→ **Exercise directions**
Without altering a single word, repeat the records that follow.

→ **Excerpted records**
========================================================================

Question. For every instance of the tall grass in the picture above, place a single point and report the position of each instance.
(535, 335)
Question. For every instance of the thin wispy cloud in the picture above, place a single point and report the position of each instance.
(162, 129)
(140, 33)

========================================================================

→ **Written solution**
Question. For every instance of the tall grass in the picture above, place a single point and report the position of each instance.
(535, 335)
Question. For every instance of the thin wispy cloud in the picture above, place a single point and report the position of each instance.
(162, 129)
(140, 33)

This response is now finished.